TASK DIRECTIONS:
Read the records beneath this task and copy every line that contains the string "below".

EXTRACTED DATA:
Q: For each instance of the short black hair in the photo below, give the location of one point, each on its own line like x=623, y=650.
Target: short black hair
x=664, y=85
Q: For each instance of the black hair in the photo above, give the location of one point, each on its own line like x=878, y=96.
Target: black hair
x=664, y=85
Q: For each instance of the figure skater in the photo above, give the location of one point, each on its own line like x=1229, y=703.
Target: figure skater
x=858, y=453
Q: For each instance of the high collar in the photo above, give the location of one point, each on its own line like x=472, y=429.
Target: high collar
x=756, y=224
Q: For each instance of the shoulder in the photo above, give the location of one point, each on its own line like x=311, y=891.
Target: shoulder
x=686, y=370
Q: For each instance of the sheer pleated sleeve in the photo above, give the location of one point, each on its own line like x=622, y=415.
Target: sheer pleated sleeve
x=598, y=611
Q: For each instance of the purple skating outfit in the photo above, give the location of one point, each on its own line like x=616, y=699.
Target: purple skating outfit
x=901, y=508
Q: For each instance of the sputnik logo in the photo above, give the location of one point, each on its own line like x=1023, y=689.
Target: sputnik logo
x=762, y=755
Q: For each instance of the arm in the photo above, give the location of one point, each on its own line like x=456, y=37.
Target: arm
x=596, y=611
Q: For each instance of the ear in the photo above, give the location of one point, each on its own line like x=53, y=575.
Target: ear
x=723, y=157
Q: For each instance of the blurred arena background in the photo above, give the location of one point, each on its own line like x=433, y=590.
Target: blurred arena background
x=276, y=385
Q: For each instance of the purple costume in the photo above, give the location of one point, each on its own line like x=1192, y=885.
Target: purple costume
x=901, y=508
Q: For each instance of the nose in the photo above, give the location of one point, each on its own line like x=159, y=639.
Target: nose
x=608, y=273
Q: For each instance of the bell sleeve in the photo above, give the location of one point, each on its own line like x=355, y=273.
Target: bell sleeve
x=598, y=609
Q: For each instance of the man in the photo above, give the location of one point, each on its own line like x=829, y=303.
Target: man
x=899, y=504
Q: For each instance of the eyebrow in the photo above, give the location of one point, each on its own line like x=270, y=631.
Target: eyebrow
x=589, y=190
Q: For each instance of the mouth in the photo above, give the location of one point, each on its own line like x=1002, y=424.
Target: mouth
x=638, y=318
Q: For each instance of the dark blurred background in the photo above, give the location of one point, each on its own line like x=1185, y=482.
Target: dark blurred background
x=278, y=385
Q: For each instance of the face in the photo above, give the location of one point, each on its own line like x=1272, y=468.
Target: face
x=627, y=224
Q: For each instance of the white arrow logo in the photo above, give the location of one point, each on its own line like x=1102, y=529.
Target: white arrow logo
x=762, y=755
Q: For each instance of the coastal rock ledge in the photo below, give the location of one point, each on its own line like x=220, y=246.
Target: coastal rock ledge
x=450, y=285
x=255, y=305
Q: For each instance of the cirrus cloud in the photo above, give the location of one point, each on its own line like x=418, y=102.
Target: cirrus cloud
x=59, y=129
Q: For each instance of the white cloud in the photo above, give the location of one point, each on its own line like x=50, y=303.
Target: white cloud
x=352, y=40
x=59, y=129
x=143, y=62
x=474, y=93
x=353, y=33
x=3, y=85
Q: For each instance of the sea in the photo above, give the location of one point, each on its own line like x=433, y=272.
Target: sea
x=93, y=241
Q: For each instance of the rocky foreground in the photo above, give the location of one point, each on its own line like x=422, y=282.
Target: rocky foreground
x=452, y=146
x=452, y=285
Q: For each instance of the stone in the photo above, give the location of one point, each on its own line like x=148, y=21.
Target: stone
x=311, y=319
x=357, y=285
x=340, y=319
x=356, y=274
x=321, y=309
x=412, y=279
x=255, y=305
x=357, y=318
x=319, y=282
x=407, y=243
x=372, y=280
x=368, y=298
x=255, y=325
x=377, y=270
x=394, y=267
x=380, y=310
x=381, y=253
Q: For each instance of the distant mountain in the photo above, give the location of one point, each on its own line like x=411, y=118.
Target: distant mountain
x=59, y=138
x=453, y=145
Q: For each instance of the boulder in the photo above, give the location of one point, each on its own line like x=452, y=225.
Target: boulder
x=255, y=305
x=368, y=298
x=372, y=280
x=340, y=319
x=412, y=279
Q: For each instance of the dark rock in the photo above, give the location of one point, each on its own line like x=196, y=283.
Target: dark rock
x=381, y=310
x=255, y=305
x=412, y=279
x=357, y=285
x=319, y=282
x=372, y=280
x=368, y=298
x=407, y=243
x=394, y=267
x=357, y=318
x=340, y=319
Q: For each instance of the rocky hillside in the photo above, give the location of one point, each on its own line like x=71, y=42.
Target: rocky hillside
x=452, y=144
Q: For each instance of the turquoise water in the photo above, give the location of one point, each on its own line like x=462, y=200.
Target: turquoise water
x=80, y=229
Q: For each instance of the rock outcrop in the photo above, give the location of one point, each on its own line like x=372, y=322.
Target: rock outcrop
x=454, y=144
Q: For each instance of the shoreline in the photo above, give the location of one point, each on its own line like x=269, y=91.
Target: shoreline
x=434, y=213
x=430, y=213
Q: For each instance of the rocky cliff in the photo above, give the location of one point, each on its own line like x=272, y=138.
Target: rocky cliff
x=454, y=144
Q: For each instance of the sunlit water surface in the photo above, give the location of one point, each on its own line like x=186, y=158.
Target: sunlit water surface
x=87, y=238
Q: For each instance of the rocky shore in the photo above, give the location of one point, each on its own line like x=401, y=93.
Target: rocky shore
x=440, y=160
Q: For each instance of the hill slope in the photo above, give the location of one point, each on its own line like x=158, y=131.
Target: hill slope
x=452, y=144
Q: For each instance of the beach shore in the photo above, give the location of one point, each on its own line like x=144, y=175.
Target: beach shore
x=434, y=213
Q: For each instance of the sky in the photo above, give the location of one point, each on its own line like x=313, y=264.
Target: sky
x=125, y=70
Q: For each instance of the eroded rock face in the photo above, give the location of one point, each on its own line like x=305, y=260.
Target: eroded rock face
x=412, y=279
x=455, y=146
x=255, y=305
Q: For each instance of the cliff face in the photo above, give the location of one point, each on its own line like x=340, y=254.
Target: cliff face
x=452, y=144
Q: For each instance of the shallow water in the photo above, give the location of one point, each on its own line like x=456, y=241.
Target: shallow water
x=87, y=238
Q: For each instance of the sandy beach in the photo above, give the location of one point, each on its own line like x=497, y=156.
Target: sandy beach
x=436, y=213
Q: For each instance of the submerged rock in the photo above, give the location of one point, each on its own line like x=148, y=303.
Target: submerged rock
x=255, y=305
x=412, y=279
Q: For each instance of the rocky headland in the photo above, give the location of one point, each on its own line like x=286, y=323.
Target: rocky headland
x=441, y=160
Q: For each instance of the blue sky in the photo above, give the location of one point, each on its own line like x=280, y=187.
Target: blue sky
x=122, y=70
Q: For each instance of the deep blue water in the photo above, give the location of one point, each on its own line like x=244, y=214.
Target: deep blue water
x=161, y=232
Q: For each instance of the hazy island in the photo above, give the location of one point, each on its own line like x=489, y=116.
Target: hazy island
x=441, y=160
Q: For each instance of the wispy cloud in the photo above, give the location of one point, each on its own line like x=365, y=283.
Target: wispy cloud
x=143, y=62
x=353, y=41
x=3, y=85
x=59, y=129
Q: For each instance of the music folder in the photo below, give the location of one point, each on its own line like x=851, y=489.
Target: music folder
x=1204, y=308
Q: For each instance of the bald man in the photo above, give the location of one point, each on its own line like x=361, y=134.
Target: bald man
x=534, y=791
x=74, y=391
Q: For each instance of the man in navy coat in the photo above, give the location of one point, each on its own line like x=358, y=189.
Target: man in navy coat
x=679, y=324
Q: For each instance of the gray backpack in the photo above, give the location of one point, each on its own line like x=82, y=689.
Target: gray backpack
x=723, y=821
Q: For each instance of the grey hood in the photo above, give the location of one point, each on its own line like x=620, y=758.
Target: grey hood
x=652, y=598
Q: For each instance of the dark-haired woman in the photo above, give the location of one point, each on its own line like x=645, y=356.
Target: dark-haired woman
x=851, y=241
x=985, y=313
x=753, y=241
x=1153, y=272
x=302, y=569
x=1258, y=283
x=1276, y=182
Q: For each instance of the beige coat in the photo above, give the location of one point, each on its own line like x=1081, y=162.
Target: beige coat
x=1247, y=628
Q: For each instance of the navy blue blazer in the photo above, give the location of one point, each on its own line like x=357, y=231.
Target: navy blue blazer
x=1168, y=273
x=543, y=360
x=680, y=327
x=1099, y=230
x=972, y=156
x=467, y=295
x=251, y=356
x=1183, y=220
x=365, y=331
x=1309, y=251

ANSWER:
Q: For each instance of the short black hair in the photo below, give the location of one point, each on its own line like x=623, y=650.
Q: For each instance of the coastal rock ledge in the photo below, give the location of one point, each on its own line like x=220, y=246.
Q: For each instance of the music folder in the photo below, give the location of one point, each on its own line like x=851, y=489.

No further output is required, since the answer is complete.